• Work order 1
Retype the passage from the article on fingolimod and mesothelioma word for word, starting at "MM, an aggressive" and ending at "targeting mesothelioma cells.".
• Work order 2
According to the article on fingolimod and mesothelioma, how much does the current standard-of-care chemotherapy extend patients' lives?

• Extract
--- --- ---

The multiple sclerosis therapy Fingolimod (FTY720) reduced tumor size in a mouse model of malignant mesothelioma (MM), a study demonstrated.
The research, “FTY720 Inhibits Mesothelioma Growth In Vitro And In A Syngeneic Mouse Model,” was published in the Journal of Translational Medicine.
MM, an aggressive cancer with poor patient prognosis, can often develop resistance to most therapeutic approaches. Patients live a median of 12 to 13 months after diagnosis. Current standard of care treatment, a combination of Platinol (cisplatin) and Alimta (pemetrexed) chemotherapy, extends their lives by only 11 weeks.
This means there is a need for novel approaches to targeting mesothelioma cells.
FTY720 is an immunosuppressant that has been approved for treating multiple sclerosis (MS). Recent studies have suggested that it also suppresses tumors in a variety of cancers. No research had been done on whether it could treat MM, however.
“The development of new therapeutic agents for rare cancers, such as MM, is hampered by the increasing costs of research and drug development from the laboratory to the patient’s bed,” a research team from the University of Hawaii Cancer Center wrote. “Drug repurposing, which involves finding new uses for existing drugs that are outside the scope of their original indication, is a strategy that drastically reduces time and costs to bring a new drug to the market.”
Agata Szymiczek, the first author of the study, and her colleagues are with the center’s Thoracic Oncology Program.

--- --- ---

[Collected data]
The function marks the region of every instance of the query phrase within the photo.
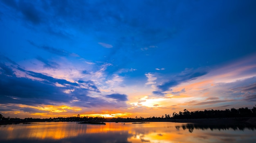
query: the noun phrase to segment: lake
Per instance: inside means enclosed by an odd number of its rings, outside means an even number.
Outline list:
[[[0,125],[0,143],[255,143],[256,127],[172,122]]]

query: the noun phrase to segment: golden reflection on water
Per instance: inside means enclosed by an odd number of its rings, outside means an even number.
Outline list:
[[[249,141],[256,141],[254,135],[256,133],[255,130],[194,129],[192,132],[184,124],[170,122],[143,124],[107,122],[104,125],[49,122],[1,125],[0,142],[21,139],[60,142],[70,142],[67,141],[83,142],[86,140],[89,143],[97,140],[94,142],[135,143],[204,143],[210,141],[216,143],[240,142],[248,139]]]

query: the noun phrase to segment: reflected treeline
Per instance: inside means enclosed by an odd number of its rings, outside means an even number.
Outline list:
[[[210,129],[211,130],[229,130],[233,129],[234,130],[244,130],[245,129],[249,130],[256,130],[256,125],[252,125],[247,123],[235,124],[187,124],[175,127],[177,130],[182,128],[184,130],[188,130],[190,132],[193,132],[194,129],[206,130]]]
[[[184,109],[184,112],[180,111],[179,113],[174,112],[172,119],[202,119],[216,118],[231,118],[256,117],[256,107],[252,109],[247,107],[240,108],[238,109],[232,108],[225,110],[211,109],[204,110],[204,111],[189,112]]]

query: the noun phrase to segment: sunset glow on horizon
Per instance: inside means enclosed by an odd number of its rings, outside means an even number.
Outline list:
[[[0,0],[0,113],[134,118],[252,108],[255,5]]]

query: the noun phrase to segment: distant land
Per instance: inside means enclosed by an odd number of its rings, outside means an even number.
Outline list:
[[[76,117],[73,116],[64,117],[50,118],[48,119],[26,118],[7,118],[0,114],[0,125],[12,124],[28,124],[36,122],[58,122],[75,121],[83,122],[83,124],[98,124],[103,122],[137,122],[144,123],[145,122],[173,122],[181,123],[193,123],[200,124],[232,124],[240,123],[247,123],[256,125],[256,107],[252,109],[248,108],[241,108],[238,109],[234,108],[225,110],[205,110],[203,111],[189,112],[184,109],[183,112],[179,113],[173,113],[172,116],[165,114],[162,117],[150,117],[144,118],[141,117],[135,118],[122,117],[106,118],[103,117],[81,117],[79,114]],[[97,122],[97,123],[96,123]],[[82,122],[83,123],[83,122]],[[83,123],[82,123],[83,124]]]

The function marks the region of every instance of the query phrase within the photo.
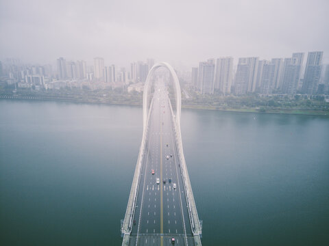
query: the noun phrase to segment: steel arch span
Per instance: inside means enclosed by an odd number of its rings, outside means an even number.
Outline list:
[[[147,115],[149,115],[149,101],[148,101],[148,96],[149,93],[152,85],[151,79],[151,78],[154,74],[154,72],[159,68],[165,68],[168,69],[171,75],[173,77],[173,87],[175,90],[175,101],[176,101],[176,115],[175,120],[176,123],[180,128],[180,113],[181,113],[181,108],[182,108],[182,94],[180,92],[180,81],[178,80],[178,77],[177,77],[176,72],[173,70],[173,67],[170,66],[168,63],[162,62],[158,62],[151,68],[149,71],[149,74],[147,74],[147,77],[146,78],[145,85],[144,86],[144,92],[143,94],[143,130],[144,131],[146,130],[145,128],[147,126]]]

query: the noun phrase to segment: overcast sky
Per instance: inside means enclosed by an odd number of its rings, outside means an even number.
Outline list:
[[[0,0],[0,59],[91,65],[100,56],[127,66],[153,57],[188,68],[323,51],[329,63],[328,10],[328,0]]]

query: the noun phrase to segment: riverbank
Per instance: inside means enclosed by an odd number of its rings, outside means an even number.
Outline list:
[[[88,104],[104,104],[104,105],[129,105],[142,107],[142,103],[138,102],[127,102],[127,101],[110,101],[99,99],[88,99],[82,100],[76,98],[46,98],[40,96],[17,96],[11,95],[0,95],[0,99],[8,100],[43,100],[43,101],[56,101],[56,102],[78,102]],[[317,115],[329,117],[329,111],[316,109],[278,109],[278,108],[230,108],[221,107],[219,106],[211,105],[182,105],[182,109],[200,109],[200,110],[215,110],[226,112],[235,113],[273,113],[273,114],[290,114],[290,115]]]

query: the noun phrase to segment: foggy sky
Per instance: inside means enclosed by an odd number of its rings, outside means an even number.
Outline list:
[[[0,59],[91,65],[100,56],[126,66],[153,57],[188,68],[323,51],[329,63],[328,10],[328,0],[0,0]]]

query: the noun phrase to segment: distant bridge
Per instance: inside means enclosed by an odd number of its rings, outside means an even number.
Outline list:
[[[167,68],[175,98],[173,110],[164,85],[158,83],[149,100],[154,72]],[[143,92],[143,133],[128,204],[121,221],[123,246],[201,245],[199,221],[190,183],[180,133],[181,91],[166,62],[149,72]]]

--- --- ---

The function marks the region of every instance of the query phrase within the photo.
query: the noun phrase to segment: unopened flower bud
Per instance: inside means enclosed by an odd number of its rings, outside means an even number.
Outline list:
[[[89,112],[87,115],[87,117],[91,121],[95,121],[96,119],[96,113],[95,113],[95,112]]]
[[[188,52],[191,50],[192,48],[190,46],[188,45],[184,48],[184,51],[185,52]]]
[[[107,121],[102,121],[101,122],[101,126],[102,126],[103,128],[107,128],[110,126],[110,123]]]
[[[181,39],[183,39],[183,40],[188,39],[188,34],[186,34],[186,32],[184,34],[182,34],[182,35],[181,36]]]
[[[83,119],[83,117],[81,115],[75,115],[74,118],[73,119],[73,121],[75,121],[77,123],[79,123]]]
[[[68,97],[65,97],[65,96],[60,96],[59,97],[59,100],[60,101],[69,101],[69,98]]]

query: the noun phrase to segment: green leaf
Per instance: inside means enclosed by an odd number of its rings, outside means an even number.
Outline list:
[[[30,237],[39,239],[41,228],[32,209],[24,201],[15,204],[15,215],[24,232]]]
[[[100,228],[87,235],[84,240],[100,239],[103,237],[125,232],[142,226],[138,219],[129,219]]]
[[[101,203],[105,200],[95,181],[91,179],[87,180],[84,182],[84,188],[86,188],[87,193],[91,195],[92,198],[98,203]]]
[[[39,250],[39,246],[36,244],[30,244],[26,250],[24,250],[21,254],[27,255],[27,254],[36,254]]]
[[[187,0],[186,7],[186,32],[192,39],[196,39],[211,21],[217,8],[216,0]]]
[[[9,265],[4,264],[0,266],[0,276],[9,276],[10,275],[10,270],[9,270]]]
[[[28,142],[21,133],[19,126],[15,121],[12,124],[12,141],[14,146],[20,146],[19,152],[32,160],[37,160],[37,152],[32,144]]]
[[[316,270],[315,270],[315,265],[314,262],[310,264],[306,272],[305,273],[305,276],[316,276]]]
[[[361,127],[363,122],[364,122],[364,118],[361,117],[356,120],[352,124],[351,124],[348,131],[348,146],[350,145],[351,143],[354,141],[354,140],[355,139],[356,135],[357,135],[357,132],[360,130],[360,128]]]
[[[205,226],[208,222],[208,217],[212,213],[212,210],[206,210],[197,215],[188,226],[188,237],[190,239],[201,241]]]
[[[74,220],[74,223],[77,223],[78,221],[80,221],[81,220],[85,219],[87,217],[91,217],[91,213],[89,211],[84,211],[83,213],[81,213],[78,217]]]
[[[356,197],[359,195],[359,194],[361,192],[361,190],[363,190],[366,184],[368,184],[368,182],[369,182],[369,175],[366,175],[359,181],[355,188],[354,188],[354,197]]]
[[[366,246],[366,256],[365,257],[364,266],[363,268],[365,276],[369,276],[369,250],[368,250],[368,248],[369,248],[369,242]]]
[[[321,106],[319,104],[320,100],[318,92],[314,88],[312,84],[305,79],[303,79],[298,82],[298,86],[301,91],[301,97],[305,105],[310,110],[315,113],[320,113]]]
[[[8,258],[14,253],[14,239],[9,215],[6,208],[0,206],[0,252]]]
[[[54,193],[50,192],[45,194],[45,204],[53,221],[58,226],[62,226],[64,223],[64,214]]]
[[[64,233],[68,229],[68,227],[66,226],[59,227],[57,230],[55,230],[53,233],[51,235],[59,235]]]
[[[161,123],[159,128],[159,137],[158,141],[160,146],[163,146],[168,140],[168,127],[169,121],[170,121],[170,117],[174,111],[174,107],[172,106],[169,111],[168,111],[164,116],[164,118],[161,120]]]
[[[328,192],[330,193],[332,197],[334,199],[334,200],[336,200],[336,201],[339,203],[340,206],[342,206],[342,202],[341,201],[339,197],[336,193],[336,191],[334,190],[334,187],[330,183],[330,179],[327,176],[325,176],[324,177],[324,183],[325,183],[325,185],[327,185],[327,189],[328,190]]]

--- --- ---

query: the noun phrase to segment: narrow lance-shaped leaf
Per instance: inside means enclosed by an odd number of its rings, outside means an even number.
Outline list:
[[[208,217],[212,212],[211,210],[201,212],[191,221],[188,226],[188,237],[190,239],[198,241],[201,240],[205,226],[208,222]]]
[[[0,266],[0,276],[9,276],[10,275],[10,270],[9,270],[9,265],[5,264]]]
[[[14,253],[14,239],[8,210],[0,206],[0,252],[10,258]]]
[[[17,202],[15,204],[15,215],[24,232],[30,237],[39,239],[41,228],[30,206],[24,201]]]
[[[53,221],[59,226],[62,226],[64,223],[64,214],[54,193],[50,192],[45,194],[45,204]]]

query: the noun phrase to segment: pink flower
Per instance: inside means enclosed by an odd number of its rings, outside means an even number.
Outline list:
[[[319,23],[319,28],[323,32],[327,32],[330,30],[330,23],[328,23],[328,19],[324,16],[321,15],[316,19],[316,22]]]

--- --- ---

• Exercise solution 1
MM, an aggressive cancer with poor patient prognosis, can often develop resistance to most therapeutic approaches. Patients live a median of 12 to 13 months after diagnosis. Current standard of care treatment, a combination of Platinol (cisplatin) and Alimta (pemetrexed) chemotherapy, extends their lives by only 11 weeks.
This means there is a need for novel approaches to targeting mesothelioma cells.

• Exercise solution 2
By only 11 weeks.